**Aim of the task:** Render the data from the line with "head in this photo." to the line with "[(874, 248), (1504, 170), (31, 109), (869, 27)]" as a two-column CSV headed instruction and response, one row per pair. Put every field in double quotes and replace any line breaks inside a field with spaces.

**Exercise data:**

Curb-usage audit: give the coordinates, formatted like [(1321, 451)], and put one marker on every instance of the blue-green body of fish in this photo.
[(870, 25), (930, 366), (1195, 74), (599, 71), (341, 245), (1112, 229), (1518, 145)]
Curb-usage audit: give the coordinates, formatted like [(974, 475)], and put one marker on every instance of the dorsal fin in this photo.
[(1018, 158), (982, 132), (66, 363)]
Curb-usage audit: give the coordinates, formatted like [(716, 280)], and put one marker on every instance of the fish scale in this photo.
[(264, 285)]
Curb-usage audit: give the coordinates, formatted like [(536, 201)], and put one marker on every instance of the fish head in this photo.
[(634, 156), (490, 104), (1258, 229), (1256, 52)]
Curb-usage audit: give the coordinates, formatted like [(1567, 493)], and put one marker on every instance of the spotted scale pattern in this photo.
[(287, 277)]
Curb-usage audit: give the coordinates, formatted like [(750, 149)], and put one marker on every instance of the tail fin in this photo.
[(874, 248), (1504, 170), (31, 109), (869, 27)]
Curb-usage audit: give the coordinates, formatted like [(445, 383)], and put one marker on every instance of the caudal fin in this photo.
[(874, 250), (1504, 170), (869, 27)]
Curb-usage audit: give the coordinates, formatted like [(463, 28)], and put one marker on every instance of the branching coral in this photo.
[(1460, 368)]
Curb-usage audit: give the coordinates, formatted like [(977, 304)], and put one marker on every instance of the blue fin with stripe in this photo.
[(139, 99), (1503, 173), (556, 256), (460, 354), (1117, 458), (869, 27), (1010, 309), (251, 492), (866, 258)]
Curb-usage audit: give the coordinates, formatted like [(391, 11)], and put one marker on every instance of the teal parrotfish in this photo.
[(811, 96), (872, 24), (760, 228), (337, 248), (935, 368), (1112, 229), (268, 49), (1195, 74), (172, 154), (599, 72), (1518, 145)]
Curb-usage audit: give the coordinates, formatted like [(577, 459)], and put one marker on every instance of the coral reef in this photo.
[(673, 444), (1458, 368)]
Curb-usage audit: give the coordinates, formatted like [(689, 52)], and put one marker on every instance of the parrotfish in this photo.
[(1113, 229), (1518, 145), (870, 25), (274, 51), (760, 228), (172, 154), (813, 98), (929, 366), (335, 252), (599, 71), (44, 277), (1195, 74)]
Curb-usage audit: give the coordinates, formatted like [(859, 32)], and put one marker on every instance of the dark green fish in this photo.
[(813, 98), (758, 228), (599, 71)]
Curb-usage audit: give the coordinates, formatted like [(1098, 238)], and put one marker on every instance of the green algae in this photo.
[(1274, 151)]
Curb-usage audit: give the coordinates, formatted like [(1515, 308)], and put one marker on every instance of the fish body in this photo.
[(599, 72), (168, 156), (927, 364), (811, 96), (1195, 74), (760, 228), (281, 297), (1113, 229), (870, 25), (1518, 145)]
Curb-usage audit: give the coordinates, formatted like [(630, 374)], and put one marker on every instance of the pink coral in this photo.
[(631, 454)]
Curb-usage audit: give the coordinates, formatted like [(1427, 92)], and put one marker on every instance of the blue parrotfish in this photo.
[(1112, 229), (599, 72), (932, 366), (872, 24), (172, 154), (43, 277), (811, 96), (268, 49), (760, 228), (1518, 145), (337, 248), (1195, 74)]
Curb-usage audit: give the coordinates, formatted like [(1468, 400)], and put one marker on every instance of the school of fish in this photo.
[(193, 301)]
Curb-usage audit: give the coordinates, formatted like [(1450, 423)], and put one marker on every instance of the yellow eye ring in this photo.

**Complete output:**
instruction,response
"Curb-usage audit: give the coordinates, formatted like [(536, 201)], and put one marker on every instance of the fish head in this photo.","[(634, 156), (490, 104), (1258, 229), (1256, 52)]"
"Curb-usage audit: give the coordinates, formatted like [(1567, 493)], and put one marker on every instance of the spotted scale pattern in this photo.","[(287, 277)]"
"Curb-usage audit: give the coordinates, formatted like [(750, 149)], and put one marker on every instance of the tail fin in this photo.","[(874, 248), (1504, 170), (31, 109), (869, 27)]"